▶ Your goal: Repeat verbatim the lines of the data below, beginning with the line containing "the wetsuit sleeve" and continuing to the end.

■ ■ ■ ■

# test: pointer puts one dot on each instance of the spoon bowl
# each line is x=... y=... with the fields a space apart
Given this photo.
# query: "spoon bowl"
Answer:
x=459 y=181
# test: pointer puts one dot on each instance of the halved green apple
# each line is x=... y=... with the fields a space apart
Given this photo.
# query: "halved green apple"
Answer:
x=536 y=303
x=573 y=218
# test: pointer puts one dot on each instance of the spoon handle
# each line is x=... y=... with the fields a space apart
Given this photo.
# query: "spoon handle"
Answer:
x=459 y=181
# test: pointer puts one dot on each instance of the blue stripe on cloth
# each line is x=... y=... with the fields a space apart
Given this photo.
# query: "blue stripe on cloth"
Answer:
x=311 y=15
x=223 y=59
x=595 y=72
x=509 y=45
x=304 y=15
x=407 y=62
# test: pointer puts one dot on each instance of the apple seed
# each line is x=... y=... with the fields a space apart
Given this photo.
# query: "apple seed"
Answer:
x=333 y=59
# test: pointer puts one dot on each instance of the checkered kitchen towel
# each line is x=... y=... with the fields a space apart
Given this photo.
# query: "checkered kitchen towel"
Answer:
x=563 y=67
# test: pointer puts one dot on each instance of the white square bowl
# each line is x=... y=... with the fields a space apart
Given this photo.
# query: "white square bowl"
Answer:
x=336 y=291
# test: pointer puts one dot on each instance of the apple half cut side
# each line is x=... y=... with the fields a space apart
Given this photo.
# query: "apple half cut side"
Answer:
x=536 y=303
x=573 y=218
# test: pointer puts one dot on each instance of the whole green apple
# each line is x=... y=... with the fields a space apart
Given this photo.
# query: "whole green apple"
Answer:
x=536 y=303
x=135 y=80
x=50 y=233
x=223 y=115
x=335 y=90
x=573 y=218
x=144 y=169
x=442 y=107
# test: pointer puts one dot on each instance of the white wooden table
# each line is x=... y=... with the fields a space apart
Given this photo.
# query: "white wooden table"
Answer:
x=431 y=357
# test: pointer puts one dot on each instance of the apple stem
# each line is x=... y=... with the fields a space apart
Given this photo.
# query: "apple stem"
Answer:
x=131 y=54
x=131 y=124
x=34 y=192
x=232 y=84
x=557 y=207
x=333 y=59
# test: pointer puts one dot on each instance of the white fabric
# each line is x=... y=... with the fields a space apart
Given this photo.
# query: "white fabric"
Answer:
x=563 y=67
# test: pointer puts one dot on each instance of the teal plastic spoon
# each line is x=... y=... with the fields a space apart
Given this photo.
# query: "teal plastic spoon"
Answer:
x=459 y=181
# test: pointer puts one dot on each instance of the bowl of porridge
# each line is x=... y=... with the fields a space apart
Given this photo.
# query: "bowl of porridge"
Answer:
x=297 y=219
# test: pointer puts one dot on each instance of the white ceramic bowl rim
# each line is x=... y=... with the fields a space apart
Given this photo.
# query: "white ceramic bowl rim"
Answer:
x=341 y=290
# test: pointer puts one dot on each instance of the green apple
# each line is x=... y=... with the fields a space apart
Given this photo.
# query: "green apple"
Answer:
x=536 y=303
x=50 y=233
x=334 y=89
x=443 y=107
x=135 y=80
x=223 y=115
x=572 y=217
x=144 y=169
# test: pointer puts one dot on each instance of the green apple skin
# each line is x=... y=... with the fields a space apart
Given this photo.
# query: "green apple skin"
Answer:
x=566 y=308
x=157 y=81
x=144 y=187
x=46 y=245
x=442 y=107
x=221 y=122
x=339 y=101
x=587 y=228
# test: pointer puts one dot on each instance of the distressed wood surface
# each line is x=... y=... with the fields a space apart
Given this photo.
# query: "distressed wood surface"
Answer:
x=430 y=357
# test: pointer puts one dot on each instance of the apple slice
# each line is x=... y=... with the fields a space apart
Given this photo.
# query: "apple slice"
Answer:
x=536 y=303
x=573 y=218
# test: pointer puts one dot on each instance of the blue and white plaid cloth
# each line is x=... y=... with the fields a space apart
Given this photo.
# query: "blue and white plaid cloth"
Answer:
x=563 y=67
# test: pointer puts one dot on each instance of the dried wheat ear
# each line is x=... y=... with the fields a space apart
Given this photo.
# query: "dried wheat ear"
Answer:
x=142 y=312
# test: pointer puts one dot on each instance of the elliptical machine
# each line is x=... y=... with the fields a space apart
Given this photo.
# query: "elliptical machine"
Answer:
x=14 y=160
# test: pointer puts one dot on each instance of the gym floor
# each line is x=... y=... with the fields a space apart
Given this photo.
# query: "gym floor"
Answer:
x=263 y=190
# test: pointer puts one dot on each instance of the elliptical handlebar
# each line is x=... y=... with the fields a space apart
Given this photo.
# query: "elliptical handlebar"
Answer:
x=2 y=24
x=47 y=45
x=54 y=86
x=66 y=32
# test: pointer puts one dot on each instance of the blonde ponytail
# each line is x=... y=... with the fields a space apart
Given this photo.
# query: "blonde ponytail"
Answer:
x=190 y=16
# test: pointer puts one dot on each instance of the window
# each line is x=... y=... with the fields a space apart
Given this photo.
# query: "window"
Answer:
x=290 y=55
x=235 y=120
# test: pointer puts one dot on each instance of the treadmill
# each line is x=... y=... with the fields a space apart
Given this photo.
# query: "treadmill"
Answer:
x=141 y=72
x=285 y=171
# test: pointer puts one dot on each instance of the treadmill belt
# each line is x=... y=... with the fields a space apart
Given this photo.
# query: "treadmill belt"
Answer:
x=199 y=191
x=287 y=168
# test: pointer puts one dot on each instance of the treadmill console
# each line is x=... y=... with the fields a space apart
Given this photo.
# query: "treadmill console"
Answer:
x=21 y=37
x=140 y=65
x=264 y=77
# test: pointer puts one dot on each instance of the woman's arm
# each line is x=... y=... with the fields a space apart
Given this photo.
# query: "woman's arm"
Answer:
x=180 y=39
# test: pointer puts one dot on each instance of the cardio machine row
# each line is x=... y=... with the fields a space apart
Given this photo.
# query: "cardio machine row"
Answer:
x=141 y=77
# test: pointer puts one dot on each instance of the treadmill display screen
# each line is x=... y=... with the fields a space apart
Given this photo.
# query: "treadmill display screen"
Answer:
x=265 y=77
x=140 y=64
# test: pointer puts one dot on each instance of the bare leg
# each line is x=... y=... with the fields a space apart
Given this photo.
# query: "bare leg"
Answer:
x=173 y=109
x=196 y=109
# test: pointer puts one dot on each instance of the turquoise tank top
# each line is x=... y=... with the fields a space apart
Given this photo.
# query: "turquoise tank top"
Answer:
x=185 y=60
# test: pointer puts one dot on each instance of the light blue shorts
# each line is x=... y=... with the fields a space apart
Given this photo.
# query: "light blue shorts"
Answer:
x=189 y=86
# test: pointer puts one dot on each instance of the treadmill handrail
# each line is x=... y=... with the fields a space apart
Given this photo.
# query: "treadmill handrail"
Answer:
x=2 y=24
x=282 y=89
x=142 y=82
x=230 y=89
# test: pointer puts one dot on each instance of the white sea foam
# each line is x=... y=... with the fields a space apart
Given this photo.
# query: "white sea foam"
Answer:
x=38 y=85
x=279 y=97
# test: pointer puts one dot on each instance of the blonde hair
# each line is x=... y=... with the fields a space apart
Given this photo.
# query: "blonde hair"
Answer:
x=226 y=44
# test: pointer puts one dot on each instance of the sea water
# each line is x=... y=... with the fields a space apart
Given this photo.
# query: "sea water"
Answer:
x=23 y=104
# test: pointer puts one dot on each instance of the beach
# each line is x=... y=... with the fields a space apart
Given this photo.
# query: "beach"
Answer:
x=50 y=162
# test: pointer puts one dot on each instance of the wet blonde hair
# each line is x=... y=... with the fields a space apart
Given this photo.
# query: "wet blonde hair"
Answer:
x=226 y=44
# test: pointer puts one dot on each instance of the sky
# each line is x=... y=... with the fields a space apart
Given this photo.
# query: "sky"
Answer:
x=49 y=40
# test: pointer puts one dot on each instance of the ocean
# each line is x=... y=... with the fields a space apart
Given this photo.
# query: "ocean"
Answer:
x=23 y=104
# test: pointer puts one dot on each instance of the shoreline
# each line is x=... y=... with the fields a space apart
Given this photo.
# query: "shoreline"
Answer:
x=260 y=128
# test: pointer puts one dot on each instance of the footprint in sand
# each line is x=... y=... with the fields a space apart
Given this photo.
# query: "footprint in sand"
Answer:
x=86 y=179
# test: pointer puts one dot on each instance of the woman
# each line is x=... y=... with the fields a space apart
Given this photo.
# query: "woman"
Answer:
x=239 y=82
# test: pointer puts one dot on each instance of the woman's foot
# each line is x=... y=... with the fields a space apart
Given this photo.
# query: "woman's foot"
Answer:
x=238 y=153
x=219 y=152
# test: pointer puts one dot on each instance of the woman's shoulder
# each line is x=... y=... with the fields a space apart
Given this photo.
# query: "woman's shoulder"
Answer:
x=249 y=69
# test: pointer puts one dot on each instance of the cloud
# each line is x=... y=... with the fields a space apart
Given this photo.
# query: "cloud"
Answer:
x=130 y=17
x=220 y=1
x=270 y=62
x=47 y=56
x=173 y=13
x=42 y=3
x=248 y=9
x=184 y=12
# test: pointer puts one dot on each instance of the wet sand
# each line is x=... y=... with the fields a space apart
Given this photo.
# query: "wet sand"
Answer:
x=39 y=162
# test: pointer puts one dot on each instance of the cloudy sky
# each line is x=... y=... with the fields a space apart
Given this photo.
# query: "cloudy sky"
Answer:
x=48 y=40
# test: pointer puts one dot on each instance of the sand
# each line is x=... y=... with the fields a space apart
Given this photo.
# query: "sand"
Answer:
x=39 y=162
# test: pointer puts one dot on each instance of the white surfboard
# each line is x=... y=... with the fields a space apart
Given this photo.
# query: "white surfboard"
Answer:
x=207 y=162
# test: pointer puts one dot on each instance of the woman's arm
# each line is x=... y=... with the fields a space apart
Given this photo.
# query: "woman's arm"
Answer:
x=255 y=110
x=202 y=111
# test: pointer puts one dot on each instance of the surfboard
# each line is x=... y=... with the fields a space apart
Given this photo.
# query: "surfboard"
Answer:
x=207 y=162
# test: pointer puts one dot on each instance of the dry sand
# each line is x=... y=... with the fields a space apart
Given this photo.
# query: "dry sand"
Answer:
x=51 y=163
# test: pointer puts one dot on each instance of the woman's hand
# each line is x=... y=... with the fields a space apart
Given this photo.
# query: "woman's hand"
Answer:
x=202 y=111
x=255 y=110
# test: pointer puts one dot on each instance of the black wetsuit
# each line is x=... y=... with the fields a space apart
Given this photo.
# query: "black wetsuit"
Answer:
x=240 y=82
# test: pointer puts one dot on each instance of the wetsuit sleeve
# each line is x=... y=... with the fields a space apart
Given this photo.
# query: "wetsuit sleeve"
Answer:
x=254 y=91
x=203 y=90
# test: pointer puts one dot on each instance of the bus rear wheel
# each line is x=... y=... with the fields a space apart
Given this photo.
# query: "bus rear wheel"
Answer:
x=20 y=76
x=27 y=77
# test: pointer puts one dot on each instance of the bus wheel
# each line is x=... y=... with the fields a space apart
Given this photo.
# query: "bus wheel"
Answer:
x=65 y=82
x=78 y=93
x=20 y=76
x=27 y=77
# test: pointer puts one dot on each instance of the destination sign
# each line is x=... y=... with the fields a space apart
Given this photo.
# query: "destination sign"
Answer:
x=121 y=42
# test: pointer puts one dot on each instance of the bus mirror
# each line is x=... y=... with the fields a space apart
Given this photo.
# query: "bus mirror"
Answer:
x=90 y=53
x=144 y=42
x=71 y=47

■ ■ ■ ■

▶ Solution to this task:
# test: pointer puts one dot on each instance of the wetsuit sleeve
# each line is x=... y=... with the fields a space apart
Given this photo.
# query: "wetsuit sleeve"
Answer:
x=254 y=91
x=203 y=90
# test: pointer puts one dot on each instance of the bus rear wheel
# each line is x=... y=... with the fields a space apart
Given this photo.
# query: "bus rear wheel"
Answer:
x=20 y=76
x=27 y=77
# test: pointer puts one dot on each instance of the bus wheel
# each line is x=... y=... with the fields a space apart
Given this photo.
# query: "bus wheel"
Answer:
x=65 y=82
x=78 y=93
x=20 y=76
x=27 y=77
# test: pointer puts one dot on each instance of the destination sign
# each line is x=... y=... with the fields a space apart
Given this photo.
# query: "destination sign"
Answer:
x=121 y=42
# test: pointer puts one dot on each instance of the bus mirror
# each line is x=... y=... with the fields a space apart
Given this photo.
# query: "bus mirror"
Answer:
x=90 y=53
x=144 y=42
x=71 y=47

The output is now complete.